● **Exercise**: Print all of the records below verbatim, omitting the pictures.

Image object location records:

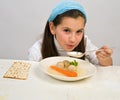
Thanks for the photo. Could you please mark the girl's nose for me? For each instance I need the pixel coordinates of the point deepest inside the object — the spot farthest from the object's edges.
(72, 37)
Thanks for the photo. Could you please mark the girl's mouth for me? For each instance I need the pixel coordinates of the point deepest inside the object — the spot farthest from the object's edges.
(70, 46)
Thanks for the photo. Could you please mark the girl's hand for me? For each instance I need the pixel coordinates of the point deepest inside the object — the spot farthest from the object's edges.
(104, 56)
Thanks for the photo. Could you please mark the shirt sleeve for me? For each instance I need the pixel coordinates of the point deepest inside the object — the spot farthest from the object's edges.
(34, 53)
(91, 56)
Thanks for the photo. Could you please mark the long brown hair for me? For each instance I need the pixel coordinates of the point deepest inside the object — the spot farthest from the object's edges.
(48, 47)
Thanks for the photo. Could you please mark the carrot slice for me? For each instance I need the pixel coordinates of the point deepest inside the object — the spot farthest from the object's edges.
(65, 72)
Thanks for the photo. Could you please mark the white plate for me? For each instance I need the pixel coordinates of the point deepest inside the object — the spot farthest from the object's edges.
(89, 68)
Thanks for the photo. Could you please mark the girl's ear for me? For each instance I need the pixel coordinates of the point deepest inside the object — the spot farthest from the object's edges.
(52, 28)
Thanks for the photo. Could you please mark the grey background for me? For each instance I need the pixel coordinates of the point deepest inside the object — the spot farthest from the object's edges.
(22, 22)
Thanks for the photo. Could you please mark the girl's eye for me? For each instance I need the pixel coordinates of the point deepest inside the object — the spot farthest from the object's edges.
(66, 30)
(80, 31)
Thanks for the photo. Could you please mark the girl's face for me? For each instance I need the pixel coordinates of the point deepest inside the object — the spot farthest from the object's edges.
(69, 32)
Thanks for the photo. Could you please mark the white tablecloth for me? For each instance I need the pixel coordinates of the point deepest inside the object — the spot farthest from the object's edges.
(104, 85)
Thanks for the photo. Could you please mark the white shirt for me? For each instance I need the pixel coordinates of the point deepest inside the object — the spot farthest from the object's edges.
(34, 53)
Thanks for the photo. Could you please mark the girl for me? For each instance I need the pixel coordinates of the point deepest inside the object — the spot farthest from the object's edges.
(64, 31)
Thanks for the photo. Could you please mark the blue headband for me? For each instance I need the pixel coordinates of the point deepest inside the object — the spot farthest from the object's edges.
(64, 6)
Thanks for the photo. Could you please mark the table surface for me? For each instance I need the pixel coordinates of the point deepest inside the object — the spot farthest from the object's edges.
(104, 85)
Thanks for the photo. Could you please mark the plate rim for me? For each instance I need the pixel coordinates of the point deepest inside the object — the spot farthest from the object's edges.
(65, 78)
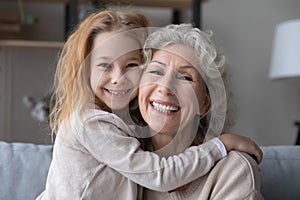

● **Answer below**:
Thanks for the photo. Could you please mark the girl's nose for me? For each instance I need the pixel coordinates of the point deepest inside the object — the spot farthest from the object's edges.
(72, 37)
Thanks for the photo. Could you please mark the girl's mouth for me? For each instance I need the pixel coordinates of the point deepest inside the object — the spot farthest from the object's edges.
(70, 46)
Thanks for the photo. Could you please mark the girl's hand for me? For each instance I need the pixel coordinates of the point deepest inside the object — the spot farthest from the object's edges.
(104, 56)
Thanks for the photo. Could you please mark the shirt sleeve for me? For each instance I need the pixel coordinates of the point deepest inside the object — the spot farthest from the object's edges.
(34, 53)
(91, 56)
Thanks for the photo. Could you please mark the long brown hair for me? For each instance I need the pixel coordinates of the point deepest inside the object — the spot farthest from the object's edges.
(48, 47)
Thanks for the photo. Could you please mark the carrot slice for me? For each instance I need the pixel coordinates of the point deepest inside the object — the spot farthest from the object's edges.
(65, 72)
Thanks for the photo. Could you please mark the white plate for me? For each instance I need the pixel coordinates of the point deepest inside the object — the spot farthest from the object's edges.
(89, 68)
Thanks for the photo. Could you please mark the girl's ear for me? For each instance I need the pixel coordinates of the point deepest inside the object — the spot farthest from the object's edges.
(52, 28)
Thanks for the photo. Could you please mark the grey background for me? For each instance I need the pixel coordinates of the point deepest inside the object — the spot farthest from the object's edges.
(22, 22)
Thanks for the photo. Could you please mark the girl's eye for me? For each instance I need the pixel coordinates of the point deepest inside the object — the spot farthest from the object's edges.
(66, 30)
(80, 31)
Thanks for the photo. Could you please mark the girl's face for me? For each instance I need the pixel coordinates of the point deepest inside the object — the spot farthest from the object's edges.
(69, 32)
Thanks for the photo. Could you please mark the white tablecloth for me? For each instance I need the pixel coordinates of the point deepest inside the object — the spot farthest from the object's edges.
(104, 85)
Thanks for the photo. Could you please mark the white shirt for me? For each instance I need the pixel coordinates of the point deepest inside the object — the spot farthest from the object's edges.
(34, 53)
Thanks for the photo. Could you please mark the girl for me? For each instance I need the pixel coordinates of the point deepest inside the object — the spot farthest from the object's edges.
(64, 31)
Thanks for the photo. Could you please mark the blue headband for me? For each instance I need the pixel coordinates of the point deepest inside the object — the spot farthest from the object's edges.
(64, 6)
Thanks for the photo. Could you please mark the table surface for me? For each instance I need the pixel coordinates of the point deepest inside the object — the spot farthest from the object's edges.
(104, 85)
Thanks for the photo. Could you please mark the plate rim for me? For each instance I need the pixel coordinates of the point deepest inside the object — the spot farthest from the object's edges.
(65, 78)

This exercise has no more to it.